**Problem to solve**:
Lines of the records that hold the word "cabinet" are to be counted; give the number and nothing more.
[Given records Boundary: Start]
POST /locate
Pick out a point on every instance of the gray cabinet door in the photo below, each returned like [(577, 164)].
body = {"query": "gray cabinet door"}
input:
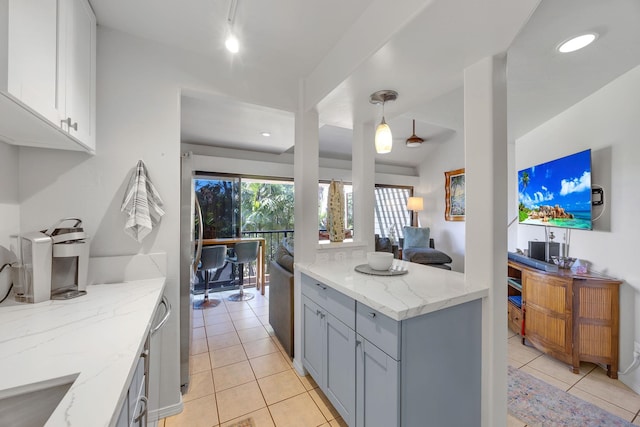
[(340, 366), (312, 339), (378, 391)]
[Given records Boundary: End]
**Exercise answer**:
2